• STUDY TEXT:
What are real candidates saying?

The honest answer in May 2026: not many people have reviewed these books yet. The 1p19ebb thread on r/doctorsUK is currently the most useful peer signal. The original poster failed the FRCEM SBA on a first attempt and asked what resources actually worked. The top advice mentioning these books read: “the ‘revision notes for the FRCEM’ volumes 1 & 2 by Dr king-patterson really useful, covers the whole syllabus and it focuses on the parts with the highest yield.”

That is one peer-to-peer recommendation — useful, but a single Reddit comment, not a chorus. Amazon UK verified-purchase reviewers for Volume 1 include phrases like “Amazing! I WISH I’d had this earlier!” and “Everything I need in one place. Invaluable, knowledgeable and timely”, while Volume 2 attracted a strong UK review of “Incredibly useful! A definite BUY for an A&E Reg…” alongside lower-star reviews that pull the average down. We could not locate any independent YouTube review video as of May 2026.

Bottom line: the early signal is positive but thin. Treat it as a promising new textbook rather than a proven institution like Tintinalli or Rosen’s. See also our guide to our Tom Jaconelli FRCEM book review. See also our guide to Tintinalli vs Rosen for FRCEM SBA.

Who should buy it — and who shouldn’t?

Buy it if:

  • You are sitting the FRCEM SBA in the next 6–12 months and want one structured textbook that maps to the current syllabus.
  • You have already used RCEMLearn but want a single linear read-through to consolidate.
  • You are a textbook learner and find blog-hopping draining.
  • You re-sat after a fail and want to plug syllabus gaps you didn’t know you had.

Skip or delay if:

  • You are still at MRCEM SBA level — the focus and pitch is FRCEM Higher.
  • You are within four weeks of the exam and need pure question practice, not new reading.
  • You prefer narrative-style textbooks (these are dense notes, not stories).
  • Your budget is tight and you must choose between this and a question bank — a question bank usually beats a textbook in the final run-in.

How would I actually use this in a revision plan?

If I were building a six-month FRCEM SBA plan around these books, it would look roughly like:

  1. Months 1–3: Read Volume 1 chapter-by-chapter in parallel with the matching RCEMLearn modules. One chapter per week.
  2. Months 3–5: Same for Volume 2, including the critical appraisal and governance sections — do not skip these.
  3. Last 8 weeks: Switch to question-bank dominant revision. Use the books only as a lookup when a question reveals a knowledge gap.

• EXERCISE INSTRUCTIONS:
A: According to the FRCEM book review, why should a candidate still at MRCEM SBA level skip or delay buying these books? Answer in one to three sentences.
B: Transcribe everything in the FRCEM book review from "Skip or delay" down to "not new reading.".
C: Write the next part of the FRCEM book review, picking up after its final sentence.

• PROVIDED RECORDS:
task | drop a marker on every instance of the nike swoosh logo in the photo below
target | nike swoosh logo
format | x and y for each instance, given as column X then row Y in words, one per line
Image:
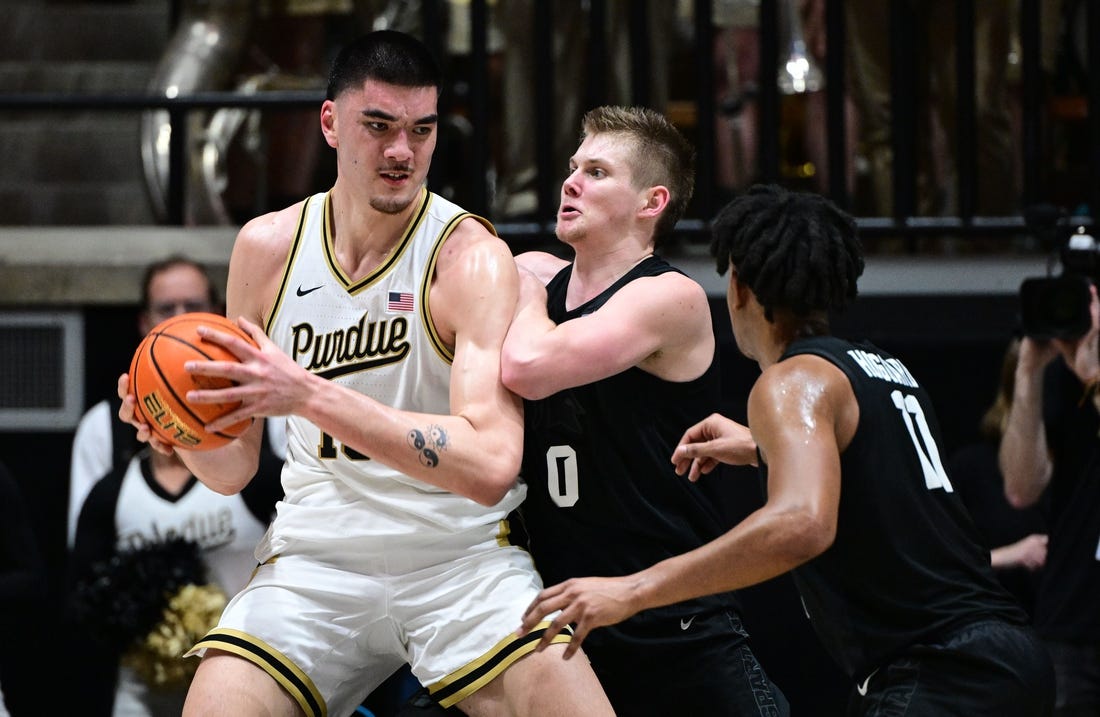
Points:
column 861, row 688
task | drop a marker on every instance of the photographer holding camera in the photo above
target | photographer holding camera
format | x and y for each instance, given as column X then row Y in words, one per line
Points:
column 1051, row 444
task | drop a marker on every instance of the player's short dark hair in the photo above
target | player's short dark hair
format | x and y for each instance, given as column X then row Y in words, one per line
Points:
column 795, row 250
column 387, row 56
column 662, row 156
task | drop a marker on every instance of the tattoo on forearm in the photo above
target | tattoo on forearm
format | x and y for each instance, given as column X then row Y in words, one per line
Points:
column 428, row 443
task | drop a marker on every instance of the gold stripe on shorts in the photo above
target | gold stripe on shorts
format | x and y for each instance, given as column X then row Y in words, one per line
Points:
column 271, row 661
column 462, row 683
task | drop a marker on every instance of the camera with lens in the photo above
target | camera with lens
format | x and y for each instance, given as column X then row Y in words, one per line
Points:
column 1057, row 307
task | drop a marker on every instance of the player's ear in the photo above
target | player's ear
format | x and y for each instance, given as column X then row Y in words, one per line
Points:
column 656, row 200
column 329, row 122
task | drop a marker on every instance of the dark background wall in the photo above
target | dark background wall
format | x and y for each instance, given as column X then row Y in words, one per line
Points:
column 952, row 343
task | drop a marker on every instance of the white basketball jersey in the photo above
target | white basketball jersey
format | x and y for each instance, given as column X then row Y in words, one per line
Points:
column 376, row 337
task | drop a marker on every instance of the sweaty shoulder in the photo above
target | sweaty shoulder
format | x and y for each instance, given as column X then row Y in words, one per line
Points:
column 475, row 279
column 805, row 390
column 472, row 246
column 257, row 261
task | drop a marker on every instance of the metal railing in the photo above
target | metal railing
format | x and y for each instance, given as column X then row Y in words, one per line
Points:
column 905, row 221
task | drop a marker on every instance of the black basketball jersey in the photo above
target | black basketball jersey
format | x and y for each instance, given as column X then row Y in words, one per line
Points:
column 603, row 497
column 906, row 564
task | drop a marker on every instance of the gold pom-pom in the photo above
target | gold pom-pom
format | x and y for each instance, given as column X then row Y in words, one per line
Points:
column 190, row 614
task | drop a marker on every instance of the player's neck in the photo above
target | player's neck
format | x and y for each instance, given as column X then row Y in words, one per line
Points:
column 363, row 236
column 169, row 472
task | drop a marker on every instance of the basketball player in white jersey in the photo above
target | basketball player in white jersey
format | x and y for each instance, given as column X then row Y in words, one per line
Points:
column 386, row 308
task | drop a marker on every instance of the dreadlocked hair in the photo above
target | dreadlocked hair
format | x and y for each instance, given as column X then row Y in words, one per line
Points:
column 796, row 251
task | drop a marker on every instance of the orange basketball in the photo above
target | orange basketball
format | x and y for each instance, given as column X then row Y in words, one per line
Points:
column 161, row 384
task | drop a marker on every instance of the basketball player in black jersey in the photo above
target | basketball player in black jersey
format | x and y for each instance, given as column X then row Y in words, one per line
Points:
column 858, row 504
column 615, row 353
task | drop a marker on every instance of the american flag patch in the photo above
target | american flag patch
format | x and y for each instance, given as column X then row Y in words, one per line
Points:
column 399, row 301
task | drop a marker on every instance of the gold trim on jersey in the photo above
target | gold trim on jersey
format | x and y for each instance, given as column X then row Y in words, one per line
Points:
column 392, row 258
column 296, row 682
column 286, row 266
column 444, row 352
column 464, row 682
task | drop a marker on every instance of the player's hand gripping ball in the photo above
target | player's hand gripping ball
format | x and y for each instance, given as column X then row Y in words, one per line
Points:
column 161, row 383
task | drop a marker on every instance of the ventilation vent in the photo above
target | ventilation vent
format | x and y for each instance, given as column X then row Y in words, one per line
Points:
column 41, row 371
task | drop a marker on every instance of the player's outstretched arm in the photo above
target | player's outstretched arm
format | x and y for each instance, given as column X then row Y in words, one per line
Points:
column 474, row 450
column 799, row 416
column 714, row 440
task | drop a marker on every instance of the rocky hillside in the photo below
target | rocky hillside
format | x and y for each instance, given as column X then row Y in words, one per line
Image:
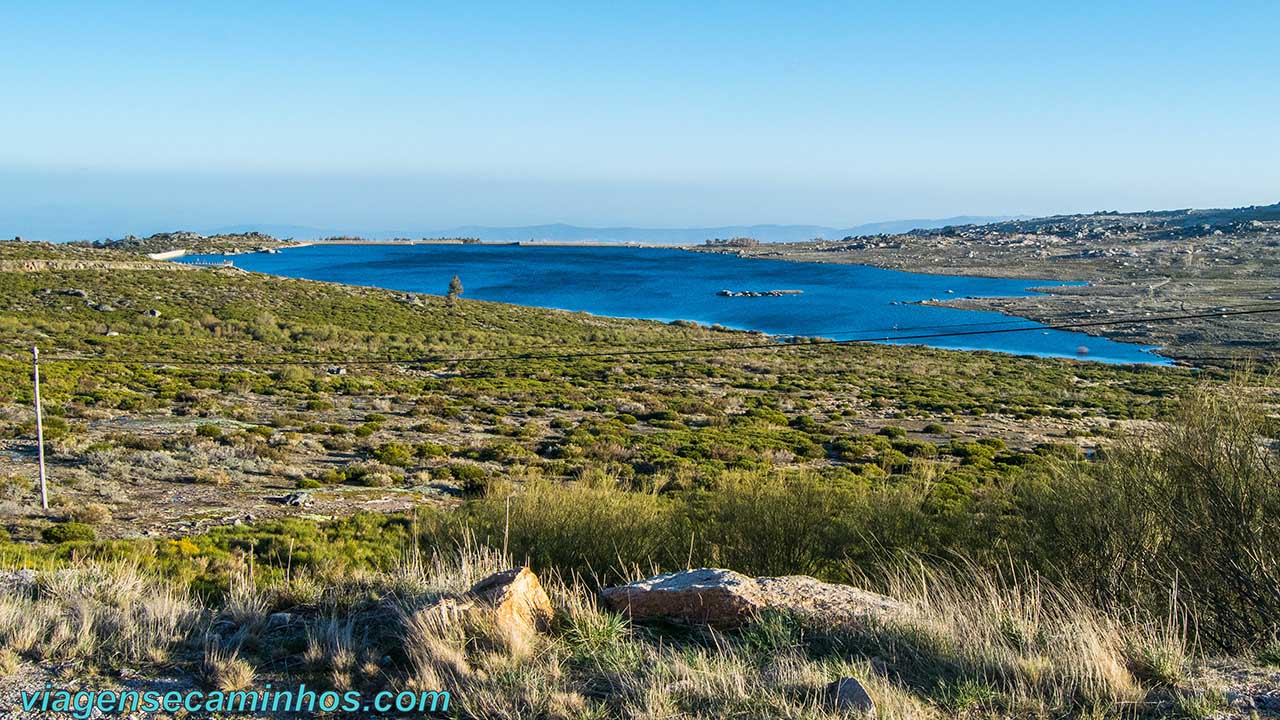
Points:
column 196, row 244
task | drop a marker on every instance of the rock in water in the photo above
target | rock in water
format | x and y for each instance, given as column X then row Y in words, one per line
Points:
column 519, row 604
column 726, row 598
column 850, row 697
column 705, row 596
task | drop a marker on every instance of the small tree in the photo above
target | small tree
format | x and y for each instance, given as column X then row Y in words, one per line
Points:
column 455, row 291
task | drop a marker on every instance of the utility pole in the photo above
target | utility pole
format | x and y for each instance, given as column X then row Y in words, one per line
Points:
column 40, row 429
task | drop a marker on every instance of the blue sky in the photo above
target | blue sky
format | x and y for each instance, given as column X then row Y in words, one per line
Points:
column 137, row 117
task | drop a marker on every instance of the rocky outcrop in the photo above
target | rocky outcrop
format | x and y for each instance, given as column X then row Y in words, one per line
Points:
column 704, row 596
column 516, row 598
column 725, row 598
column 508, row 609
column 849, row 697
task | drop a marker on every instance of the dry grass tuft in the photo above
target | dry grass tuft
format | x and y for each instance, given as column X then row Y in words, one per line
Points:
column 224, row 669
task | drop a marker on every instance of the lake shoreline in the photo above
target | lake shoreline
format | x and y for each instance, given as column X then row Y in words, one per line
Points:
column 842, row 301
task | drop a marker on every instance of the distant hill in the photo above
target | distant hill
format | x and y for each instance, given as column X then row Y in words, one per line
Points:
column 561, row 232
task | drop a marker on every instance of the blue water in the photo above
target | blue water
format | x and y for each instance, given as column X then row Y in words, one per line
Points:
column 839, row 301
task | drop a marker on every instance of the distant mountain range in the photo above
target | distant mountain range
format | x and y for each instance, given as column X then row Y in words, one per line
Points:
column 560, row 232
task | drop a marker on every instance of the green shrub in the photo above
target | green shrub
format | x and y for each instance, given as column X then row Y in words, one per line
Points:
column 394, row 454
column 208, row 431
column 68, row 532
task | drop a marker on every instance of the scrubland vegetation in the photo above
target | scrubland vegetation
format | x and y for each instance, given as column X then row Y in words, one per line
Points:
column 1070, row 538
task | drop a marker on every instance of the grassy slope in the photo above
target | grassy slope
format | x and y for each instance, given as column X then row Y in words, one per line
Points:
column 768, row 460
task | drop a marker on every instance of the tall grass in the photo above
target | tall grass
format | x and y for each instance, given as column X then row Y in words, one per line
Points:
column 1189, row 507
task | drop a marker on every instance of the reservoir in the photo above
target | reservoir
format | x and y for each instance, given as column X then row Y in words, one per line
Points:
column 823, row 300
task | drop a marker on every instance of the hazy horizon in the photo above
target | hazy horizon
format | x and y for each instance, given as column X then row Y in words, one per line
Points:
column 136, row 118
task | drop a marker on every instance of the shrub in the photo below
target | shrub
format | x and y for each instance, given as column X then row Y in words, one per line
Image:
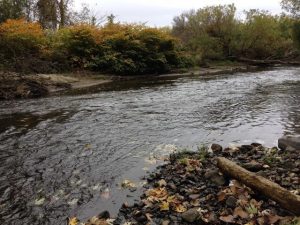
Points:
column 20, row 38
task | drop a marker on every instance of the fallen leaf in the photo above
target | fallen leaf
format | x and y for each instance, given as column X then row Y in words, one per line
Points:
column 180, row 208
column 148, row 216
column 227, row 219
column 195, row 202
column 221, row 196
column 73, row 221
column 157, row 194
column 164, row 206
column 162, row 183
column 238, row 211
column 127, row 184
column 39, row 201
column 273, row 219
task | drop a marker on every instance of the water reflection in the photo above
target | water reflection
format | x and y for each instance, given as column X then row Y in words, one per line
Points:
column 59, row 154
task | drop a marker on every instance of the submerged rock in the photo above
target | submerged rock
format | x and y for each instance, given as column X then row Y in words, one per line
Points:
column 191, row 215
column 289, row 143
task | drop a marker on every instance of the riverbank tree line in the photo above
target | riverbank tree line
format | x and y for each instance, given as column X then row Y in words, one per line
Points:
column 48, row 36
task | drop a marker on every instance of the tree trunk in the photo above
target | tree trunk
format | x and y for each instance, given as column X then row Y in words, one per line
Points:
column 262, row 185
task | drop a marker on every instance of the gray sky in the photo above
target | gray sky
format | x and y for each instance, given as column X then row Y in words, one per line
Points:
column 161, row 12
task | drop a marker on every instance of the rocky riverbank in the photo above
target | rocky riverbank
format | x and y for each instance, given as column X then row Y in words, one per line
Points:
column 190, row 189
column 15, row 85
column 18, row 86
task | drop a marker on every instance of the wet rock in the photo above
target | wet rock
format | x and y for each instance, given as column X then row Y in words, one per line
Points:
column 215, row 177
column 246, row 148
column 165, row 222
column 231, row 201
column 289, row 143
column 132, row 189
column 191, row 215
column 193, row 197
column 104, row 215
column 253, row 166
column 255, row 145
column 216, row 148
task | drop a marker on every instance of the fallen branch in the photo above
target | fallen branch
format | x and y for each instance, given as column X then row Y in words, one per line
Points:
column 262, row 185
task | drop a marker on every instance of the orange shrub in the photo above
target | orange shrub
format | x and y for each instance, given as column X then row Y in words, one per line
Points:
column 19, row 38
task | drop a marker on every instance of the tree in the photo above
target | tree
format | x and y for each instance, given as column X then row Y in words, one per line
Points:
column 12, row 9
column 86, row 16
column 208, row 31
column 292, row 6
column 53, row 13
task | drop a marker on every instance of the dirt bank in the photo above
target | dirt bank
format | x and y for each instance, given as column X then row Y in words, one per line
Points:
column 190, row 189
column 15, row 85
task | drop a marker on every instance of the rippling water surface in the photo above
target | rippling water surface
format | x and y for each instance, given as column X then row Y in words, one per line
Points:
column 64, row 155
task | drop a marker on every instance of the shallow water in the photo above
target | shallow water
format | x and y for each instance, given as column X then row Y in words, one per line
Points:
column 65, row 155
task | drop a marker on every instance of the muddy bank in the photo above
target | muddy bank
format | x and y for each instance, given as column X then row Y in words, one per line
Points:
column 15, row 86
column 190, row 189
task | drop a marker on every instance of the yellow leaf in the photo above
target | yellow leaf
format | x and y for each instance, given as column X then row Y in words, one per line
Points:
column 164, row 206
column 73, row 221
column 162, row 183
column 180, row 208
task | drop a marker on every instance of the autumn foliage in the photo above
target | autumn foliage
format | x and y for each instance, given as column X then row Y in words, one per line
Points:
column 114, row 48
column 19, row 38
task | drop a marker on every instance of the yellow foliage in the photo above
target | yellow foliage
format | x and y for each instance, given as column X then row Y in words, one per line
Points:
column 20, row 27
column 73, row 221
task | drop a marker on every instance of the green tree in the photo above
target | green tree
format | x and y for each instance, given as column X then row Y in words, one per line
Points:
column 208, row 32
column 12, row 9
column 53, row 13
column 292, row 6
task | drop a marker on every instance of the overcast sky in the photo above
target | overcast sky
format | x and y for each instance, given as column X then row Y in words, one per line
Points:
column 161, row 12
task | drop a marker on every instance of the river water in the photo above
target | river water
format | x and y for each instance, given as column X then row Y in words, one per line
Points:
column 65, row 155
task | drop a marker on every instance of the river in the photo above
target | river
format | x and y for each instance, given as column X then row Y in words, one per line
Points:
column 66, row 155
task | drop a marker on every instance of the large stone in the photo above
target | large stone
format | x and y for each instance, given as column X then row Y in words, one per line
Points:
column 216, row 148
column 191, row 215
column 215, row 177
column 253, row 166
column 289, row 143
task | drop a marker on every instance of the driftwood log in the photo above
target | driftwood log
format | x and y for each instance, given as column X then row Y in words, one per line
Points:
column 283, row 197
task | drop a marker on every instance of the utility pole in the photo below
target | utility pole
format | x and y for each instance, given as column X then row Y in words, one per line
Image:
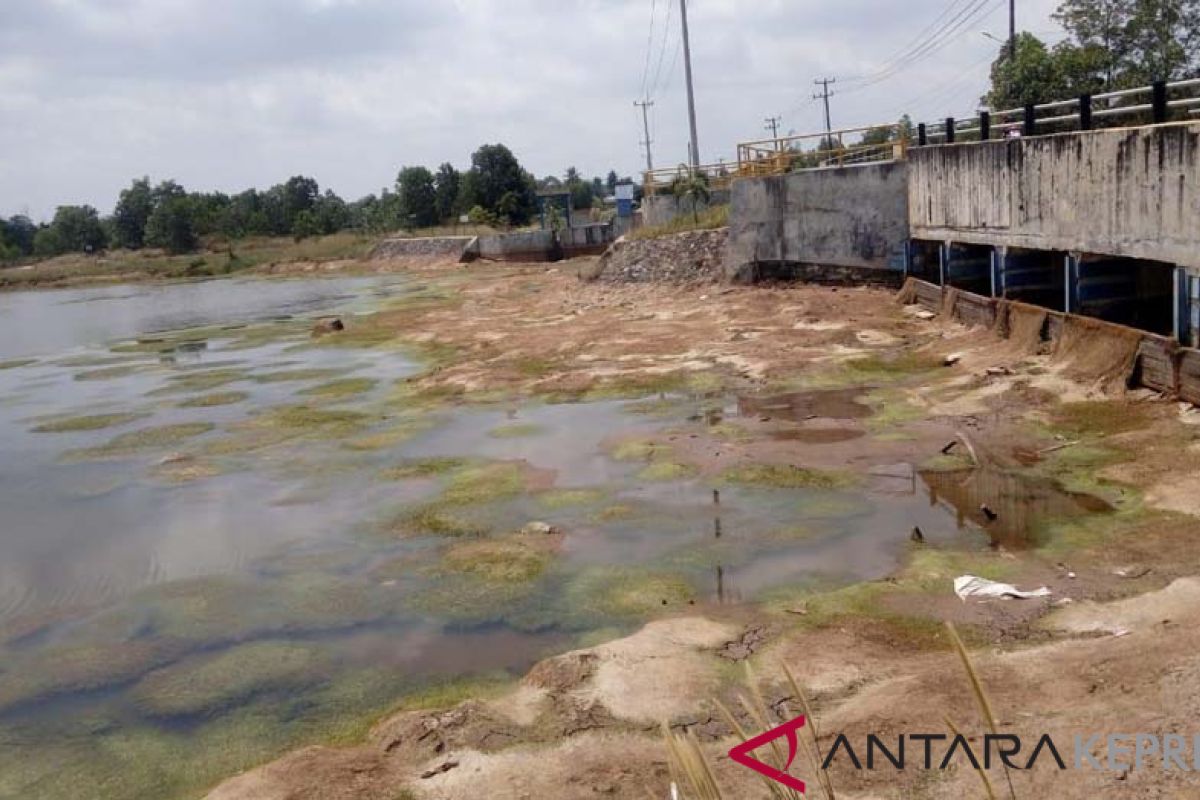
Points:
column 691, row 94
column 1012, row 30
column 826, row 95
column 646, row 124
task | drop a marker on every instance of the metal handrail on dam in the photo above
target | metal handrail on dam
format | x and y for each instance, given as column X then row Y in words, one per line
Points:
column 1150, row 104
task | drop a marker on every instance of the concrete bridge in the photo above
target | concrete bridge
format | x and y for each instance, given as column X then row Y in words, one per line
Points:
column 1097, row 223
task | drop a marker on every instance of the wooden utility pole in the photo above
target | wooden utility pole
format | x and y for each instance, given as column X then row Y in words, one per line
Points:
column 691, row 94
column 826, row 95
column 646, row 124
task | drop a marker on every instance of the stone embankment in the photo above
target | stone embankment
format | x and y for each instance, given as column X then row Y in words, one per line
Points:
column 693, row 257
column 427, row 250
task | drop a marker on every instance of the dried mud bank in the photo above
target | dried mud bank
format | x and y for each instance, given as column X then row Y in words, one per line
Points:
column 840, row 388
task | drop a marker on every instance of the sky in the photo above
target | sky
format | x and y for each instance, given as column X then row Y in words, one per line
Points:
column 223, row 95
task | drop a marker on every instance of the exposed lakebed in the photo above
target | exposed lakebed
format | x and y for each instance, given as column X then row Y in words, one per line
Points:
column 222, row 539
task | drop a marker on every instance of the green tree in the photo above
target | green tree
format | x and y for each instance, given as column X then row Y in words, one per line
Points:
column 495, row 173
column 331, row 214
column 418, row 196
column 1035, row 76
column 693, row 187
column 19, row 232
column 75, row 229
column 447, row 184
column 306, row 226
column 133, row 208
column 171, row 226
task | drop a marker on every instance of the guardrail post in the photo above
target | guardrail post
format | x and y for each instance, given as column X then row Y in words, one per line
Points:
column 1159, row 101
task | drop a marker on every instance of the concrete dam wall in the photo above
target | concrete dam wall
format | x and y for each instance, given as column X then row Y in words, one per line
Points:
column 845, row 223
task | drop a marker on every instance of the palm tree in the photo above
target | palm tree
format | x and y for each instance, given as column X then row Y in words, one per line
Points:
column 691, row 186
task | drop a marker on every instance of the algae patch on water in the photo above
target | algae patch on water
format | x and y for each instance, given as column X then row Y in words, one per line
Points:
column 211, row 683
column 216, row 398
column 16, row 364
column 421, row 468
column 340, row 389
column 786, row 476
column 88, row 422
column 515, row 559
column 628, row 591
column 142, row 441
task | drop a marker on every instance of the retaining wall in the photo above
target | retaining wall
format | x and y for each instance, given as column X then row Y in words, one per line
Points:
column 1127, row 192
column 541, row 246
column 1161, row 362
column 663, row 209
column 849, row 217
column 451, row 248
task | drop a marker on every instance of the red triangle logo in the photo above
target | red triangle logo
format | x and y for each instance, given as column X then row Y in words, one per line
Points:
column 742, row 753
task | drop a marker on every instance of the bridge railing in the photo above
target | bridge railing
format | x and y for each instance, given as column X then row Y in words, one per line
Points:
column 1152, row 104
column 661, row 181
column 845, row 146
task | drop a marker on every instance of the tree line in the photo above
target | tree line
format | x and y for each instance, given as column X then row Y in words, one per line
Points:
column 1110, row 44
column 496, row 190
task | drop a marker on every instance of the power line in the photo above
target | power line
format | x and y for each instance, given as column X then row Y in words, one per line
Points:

• RESPONSE LIST:
A: The review says the books are aimed at FRCEM Higher, so their focus and pitch are above the MRCEM SBA level.

B:
Skip or delay if:

  • You are still at MRCEM SBA level — the focus and pitch is FRCEM Higher.
  • You are within four weeks of the exam and need pure question practice, not new reading.

C:
  4. Final 2 weeks: Re-read your own highlighted sections only, plus the high-yield resuscitation, paediatrics, and toxicology chapters.

Recommended alternatives and add-ons

  • RCEMLearn — free with RCEM membership; non-negotiable as the official mapped resource.
  • A dedicated FRCEM SBA question bank (RCEMQ, FRCEM Success or similar) — essential in the final 6–8 weeks.
  • St Emlyn’s blog & podcast — free, UK EM-focused, excellent for current evidence and exam-style reasoning.
  • The FRCEM OSCE Handbook (same author, Jan 2026) — only relevant once you’ve passed the SBA and are sitting the Final OSCE.

FAQ

Are the King-Patterson FRCEM Revision Notes worth buying in 2026?

For FRCEM SBA candidates who want a syllabus-mapped textbook, yes — they are the most current single-author option available. For MRCEM SBA candidates or anyone in the last month of revision, less so.

Do I need both Volume 1 and Volume 2?

Yes. They are explicitly two halves of the SBA syllabus; buying only one will leave large gaps such as paediatrics, resuscitation, neurology, O&G or critical appraisal depending on which volume you skip.

Is there a Kindle version?

Yes, both volumes are available on Kindle as well as paperback on Amazon UK. The Kindle files are large and heavily formatted, so a tablet renders them better than a phone.

How does it compare to the Oxford Revision Notes for the FRCEM Primary?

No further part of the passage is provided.